━━ Текст для чтения ━━
Две «Молодости». Обзор полнометражного конкурса фестиваля

 

Оказалось, что существует две «Молодости». «Молодость», как культурное событие, как тесный праздник умных улыбок. И «Молодость», как киносалон, куда суеверно не пускают свежий воздух смелых исканий, что для смотра молодого кино просто ленивая роскошь. «Молодость» – фестиваль и «Молодость» – кинофестиваль. Таков вывод, позволяющий примирить противоречия от актуального диагноза мероприятия, которое мы продолжаем любить и критиковать, сладко вспоминая фестиваль, и, гневно бросая камни упреков в кинофестиваль.

Как же можно считать хорошим тот кинофестиваль, где фактом коронации Софи Марсо в актуальные звезды, будто подушкой дыру в стене, пытаются скрыть программную несостоятельность. Где из года в год не стесняются на бис повторять почетный приезд Жерара Депардье для вручения ему каких-то новых статуэток за заслуги. Где все имитируют надежду и серьезность в поддержании скислого и ненужного дискурса о ренессансе украинского кино. Где в конкурс снова не пускают фильмы на цифровых носителях (и это на фестивале дебютов!). Где, в конце концов, отменяют самые перспективные сеансы (Мундручо, Капланоглу) и в год своего юбилея привозят самую слабую за последние годы партию картин, вытравливая ожидания маленьких шедевров надеждой маргинальных сюрпризов.
━━━
Письменные задания
(1) Определите, соответствуют ли обзору фестиваля «Молодость» утверждения (a), (b) и (c). Для каждого ответьте «да» или «нет» и точно процитируйте решающие слова обзора: (a) в конкурс не допускают фильмы на цифровых носителях; (b) в юбилейный год фестиваль привёз самую сильную за последние годы партию картин; (c) Жерар Депардье приезжает на фестиваль впервые.
(2) Продолжите обзор фестиваля «Молодость», начав сразу после его последнего предложения.
Приведённые далее данные здесь никакой роли не играют.
━━ Набор данных ━━
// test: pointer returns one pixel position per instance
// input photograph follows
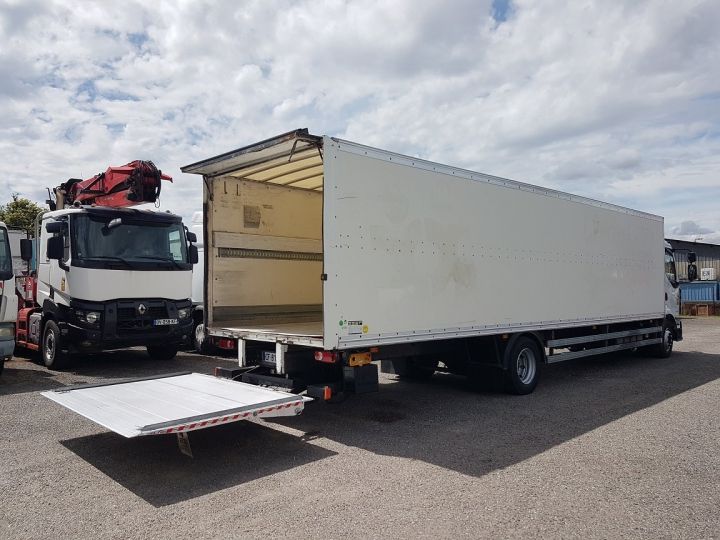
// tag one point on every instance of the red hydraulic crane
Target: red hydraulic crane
(138, 182)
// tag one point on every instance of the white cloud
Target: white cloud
(618, 101)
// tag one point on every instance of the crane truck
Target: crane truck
(8, 300)
(107, 276)
(325, 258)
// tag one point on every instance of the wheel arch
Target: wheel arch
(534, 336)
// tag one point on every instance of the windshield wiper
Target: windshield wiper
(164, 259)
(110, 258)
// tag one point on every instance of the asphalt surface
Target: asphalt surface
(622, 446)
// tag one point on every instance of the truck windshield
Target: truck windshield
(670, 267)
(102, 241)
(5, 257)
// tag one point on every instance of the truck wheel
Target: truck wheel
(52, 354)
(664, 349)
(522, 373)
(162, 352)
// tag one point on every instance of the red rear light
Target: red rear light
(326, 356)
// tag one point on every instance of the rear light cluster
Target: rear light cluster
(328, 357)
(225, 343)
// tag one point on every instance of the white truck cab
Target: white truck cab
(111, 278)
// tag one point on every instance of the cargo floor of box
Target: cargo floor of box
(301, 333)
(175, 403)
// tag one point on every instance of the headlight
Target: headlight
(88, 317)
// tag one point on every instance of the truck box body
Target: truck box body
(323, 242)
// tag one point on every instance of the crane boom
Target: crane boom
(137, 182)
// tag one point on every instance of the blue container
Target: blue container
(699, 291)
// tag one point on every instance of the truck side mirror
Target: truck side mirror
(56, 248)
(25, 249)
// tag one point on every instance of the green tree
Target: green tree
(20, 213)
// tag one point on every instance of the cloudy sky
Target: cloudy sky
(619, 101)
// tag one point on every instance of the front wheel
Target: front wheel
(162, 352)
(199, 341)
(52, 353)
(523, 367)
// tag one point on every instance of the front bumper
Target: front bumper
(122, 324)
(90, 340)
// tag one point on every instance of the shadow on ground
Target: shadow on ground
(445, 424)
(19, 377)
(153, 468)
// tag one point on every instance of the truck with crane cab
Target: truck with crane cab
(8, 299)
(107, 276)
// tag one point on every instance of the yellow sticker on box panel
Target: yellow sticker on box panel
(354, 327)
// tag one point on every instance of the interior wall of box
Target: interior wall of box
(265, 256)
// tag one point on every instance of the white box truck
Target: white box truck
(323, 255)
(359, 253)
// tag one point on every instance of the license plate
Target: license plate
(164, 322)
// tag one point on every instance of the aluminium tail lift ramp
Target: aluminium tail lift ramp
(177, 403)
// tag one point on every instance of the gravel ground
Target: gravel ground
(624, 446)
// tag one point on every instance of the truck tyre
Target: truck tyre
(162, 352)
(523, 366)
(53, 356)
(664, 349)
(199, 342)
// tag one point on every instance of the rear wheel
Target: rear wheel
(523, 366)
(162, 352)
(52, 354)
(664, 348)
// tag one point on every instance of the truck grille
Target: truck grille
(129, 320)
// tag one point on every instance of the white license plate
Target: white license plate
(164, 322)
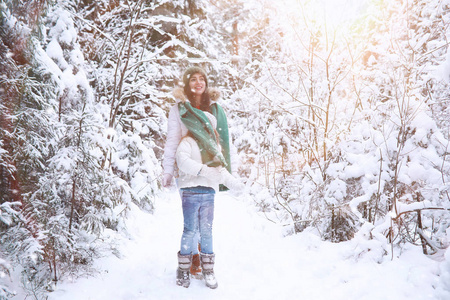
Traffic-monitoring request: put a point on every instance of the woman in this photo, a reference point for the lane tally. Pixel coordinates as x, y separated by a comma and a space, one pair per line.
196, 102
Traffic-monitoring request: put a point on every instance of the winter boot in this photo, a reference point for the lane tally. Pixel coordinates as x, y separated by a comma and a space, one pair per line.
208, 270
184, 264
196, 269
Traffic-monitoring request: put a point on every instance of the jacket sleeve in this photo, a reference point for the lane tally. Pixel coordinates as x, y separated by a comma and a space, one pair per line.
184, 159
172, 140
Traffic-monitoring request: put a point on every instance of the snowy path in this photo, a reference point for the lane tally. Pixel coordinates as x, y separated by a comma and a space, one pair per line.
253, 261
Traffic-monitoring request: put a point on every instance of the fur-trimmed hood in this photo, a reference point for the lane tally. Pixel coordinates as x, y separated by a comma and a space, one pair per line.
180, 96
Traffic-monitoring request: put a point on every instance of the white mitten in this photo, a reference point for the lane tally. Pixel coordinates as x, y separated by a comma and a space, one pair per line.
211, 173
167, 180
231, 182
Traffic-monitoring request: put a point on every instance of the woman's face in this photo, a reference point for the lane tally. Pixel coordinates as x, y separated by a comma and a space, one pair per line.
197, 84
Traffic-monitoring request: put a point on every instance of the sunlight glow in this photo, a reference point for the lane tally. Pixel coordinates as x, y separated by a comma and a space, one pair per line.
332, 14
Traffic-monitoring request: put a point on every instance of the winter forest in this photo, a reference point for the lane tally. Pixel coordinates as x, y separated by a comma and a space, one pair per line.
339, 111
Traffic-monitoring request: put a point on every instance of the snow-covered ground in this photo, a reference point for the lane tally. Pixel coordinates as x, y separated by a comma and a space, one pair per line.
254, 261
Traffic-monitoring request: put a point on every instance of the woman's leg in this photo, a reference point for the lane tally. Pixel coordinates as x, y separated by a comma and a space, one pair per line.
190, 204
206, 217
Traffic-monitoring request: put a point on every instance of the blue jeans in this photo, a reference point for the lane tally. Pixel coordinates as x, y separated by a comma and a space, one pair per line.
198, 213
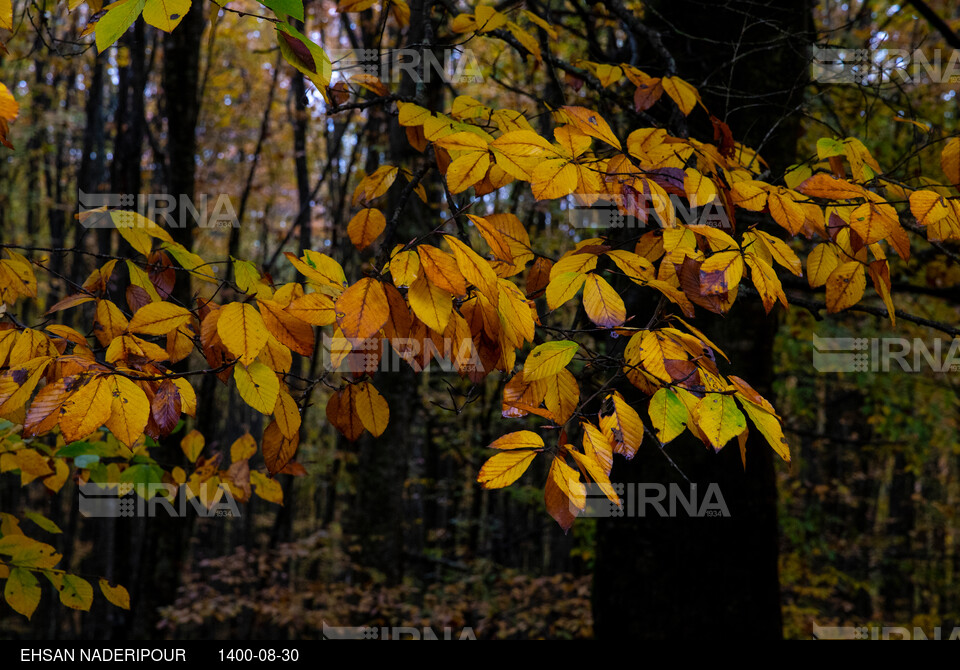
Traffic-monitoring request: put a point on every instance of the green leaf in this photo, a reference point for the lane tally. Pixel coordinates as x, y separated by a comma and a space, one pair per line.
285, 8
668, 414
165, 14
142, 475
76, 592
22, 591
43, 522
827, 148
115, 22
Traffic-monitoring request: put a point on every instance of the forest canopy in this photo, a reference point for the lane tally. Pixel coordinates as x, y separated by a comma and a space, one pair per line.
533, 319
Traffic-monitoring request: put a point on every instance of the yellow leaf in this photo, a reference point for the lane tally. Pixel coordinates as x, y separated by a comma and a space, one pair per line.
288, 329
268, 489
719, 419
321, 270
781, 252
548, 359
504, 468
442, 270
553, 178
75, 592
562, 396
950, 160
244, 447
129, 410
603, 305
700, 188
165, 14
258, 386
431, 304
766, 282
769, 427
668, 415
376, 183
721, 273
626, 427
365, 227
316, 309
594, 470
473, 267
242, 331
521, 439
22, 591
87, 409
597, 446
682, 93
158, 318
192, 445
467, 170
591, 123
287, 415
110, 322
845, 286
117, 595
821, 263
371, 407
188, 397
278, 449
362, 309
568, 481
786, 211
563, 287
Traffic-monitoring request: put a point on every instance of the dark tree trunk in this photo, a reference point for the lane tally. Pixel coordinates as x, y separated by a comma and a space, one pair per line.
712, 577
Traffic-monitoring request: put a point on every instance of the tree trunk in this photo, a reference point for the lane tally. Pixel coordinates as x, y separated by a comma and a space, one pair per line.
684, 575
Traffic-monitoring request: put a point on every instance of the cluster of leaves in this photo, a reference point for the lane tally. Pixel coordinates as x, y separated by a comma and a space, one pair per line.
465, 286
23, 559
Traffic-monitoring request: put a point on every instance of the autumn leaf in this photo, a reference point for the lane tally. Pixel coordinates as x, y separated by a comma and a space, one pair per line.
192, 445
548, 359
117, 595
362, 309
371, 407
603, 304
278, 449
521, 439
845, 286
258, 386
504, 468
129, 410
22, 591
430, 303
365, 227
87, 409
668, 415
242, 331
719, 419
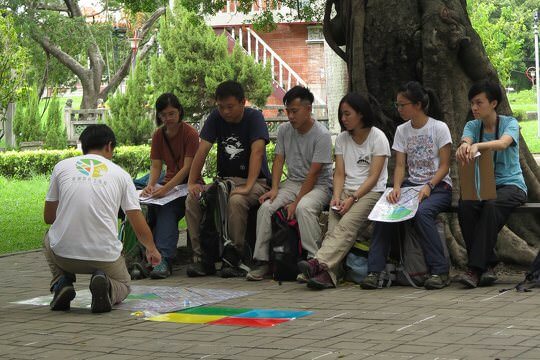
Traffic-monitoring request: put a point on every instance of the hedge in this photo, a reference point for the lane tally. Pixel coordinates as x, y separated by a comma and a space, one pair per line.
25, 164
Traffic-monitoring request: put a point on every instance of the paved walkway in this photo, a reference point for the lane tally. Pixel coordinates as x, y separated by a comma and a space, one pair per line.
348, 323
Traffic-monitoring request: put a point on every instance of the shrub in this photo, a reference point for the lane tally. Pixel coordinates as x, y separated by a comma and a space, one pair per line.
26, 164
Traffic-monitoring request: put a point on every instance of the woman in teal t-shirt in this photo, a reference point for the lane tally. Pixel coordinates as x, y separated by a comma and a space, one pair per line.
481, 221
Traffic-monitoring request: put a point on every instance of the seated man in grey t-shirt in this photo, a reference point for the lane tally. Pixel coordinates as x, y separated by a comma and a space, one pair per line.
306, 147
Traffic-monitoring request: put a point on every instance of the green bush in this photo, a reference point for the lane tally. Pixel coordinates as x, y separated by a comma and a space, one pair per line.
26, 164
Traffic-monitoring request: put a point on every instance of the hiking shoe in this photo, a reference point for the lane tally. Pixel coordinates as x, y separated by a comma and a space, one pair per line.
487, 278
321, 281
233, 271
100, 289
161, 270
258, 273
309, 268
437, 281
470, 279
200, 269
64, 292
371, 281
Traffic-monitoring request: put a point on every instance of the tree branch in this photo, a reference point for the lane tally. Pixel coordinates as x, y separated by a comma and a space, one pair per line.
124, 69
61, 56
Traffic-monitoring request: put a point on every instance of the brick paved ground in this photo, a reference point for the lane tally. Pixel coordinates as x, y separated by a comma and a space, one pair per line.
348, 323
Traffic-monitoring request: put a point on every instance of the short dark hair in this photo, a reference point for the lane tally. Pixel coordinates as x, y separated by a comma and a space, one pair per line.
95, 137
361, 106
168, 99
490, 88
230, 88
298, 92
416, 93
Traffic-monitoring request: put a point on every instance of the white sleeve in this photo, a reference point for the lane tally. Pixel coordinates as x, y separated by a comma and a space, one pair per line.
53, 193
338, 148
400, 140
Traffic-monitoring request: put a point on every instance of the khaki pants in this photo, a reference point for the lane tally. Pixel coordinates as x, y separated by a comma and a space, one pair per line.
307, 213
237, 215
116, 271
344, 230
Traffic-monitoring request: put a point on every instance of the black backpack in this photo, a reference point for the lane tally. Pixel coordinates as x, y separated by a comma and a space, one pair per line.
532, 278
285, 247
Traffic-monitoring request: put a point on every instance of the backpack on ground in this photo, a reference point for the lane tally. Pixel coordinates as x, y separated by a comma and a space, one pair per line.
410, 268
285, 247
532, 278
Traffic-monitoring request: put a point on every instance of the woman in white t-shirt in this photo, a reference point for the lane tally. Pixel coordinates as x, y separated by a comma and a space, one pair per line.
424, 145
361, 156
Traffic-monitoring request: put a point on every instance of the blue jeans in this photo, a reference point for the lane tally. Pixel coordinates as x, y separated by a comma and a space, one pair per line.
166, 226
425, 225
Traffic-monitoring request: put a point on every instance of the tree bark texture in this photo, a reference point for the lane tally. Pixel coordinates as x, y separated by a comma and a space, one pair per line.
391, 42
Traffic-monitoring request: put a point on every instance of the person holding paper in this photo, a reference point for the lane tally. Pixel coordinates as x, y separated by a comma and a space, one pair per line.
361, 158
424, 144
85, 194
175, 144
481, 221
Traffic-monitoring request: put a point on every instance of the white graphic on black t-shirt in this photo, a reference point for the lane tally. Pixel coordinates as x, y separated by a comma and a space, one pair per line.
233, 147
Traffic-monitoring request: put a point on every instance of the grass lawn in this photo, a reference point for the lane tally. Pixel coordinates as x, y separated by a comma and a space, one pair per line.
21, 218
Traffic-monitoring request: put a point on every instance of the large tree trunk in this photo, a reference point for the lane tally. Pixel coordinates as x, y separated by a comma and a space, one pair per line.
391, 42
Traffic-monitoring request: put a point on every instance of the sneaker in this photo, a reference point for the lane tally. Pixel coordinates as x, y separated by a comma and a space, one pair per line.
200, 269
259, 272
470, 279
64, 292
161, 270
233, 271
371, 281
436, 282
100, 289
321, 281
487, 278
309, 268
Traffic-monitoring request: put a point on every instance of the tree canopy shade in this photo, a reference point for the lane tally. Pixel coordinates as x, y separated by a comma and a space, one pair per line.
60, 28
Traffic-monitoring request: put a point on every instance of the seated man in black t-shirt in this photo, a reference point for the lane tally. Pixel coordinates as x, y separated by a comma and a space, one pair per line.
241, 135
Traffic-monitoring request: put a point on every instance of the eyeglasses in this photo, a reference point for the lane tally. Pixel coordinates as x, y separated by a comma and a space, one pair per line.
400, 106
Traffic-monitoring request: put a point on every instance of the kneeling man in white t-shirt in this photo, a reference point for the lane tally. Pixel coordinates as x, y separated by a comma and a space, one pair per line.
85, 195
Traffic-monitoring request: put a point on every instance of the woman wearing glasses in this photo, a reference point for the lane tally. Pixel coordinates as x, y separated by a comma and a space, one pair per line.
175, 144
423, 144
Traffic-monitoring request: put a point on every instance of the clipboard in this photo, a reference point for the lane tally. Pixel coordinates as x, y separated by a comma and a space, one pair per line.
477, 178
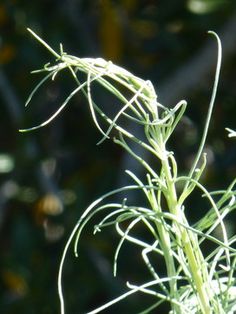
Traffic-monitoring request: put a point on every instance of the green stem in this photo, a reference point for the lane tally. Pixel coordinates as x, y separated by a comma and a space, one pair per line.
187, 241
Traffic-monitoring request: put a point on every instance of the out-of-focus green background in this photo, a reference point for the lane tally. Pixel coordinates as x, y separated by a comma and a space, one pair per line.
48, 177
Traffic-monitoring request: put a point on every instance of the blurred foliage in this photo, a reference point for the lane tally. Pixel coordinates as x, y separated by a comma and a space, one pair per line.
48, 177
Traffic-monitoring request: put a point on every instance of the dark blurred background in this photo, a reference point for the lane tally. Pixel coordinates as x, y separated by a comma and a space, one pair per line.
49, 176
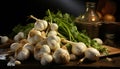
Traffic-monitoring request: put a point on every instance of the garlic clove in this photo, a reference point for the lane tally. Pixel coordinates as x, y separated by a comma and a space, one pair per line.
54, 26
40, 25
92, 54
29, 46
61, 56
73, 57
46, 59
3, 39
98, 40
22, 53
15, 46
19, 36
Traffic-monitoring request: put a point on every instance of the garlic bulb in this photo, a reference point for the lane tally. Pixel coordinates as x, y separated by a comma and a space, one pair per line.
3, 39
19, 36
98, 40
53, 45
73, 57
78, 48
34, 36
22, 53
54, 26
15, 46
52, 33
54, 37
91, 54
29, 46
23, 41
40, 25
46, 59
61, 56
39, 50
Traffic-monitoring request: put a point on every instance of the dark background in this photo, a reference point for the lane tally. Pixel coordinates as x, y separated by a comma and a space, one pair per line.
13, 12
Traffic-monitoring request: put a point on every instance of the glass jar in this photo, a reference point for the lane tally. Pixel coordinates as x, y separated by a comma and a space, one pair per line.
89, 21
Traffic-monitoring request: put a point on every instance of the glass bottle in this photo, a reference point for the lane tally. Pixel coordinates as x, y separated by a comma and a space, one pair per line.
89, 21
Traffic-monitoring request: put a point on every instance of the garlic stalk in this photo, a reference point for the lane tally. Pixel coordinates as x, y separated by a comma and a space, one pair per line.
54, 26
61, 56
46, 59
22, 53
54, 42
98, 40
29, 46
39, 50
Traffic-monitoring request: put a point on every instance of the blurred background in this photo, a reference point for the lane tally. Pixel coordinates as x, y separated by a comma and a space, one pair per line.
13, 12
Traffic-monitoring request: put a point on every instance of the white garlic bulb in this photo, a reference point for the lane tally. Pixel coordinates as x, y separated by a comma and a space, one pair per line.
34, 36
15, 46
91, 54
52, 33
3, 39
54, 26
61, 56
29, 46
98, 40
53, 44
46, 59
40, 25
78, 48
19, 36
39, 50
22, 53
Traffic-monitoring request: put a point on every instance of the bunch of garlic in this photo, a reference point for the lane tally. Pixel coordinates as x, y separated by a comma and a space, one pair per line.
45, 45
4, 39
61, 56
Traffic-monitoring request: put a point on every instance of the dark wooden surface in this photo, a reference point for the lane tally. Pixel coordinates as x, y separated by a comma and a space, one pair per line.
32, 64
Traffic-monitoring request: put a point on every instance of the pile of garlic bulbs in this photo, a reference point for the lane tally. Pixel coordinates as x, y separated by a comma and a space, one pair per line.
45, 45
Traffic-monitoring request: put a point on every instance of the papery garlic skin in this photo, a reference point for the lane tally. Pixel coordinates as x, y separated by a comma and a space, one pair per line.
22, 54
53, 44
15, 46
52, 33
46, 59
29, 46
98, 40
92, 54
61, 56
34, 36
39, 50
78, 48
19, 36
3, 39
40, 25
54, 26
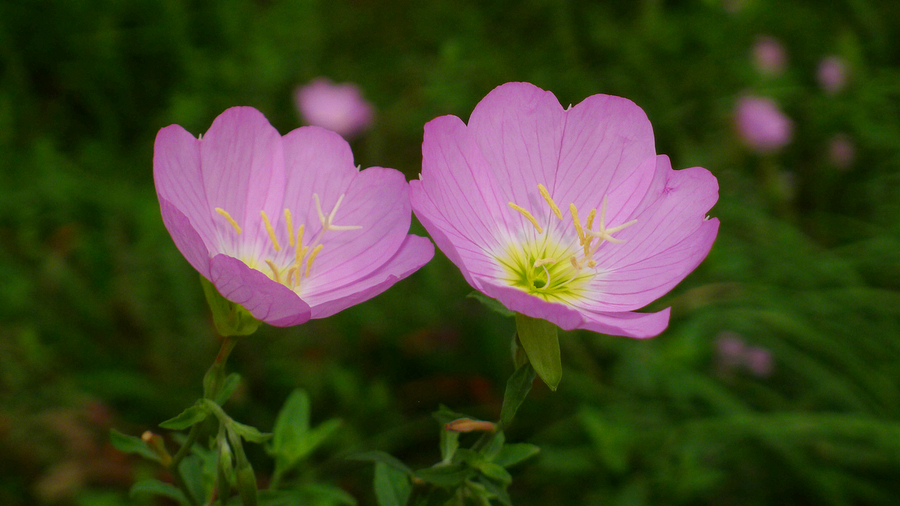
━━━
Ответы к заданиям
(1)
(a) Да: «Где в конкурс снова не пускают фильмы на цифровых носителях (и это на фестивале дебютов!)».
(b) Нет: «в год своего юбилея привозят самую слабую за последние годы партию картин».
(c) Нет: «из года в год не стесняются на бис повторять почетный приезд Жерара Депардье».

(2)
«Молодость» сегодня, мероприятие довольно веселое себялюбивое и нелепое. Это действительно замечательное событие, наш последний осенний праздник длиной в неделю. Но как же смирится с этим безобидным аутизмом кураторов программ абсолютно нечувствительных неким эстетическим веяниям, много говорящих о сотнях вжатых в недельный марафон фильмов и ничего не говорящих об их качестве. Не понятно с кем сверяют часы создатели программ, формируя столь слабые скандинавские и французские программы. И как же не противится их проиндустриальным взглядам на кино, их кукольной серьезности в вопросах публичности.

Тем не менее, в меру увлекательным получился конкурс, как оказалось, лишенный интриги, и как обычно, лишенный цельности. Нечто искусственное будет в поиске общих мотивов тринадцати конкурсных картин из тринадцати разных стран. Ибо общность эта не будет выражать ничего, кроме случайных эстетических консенсусов членов отборочной комиссии.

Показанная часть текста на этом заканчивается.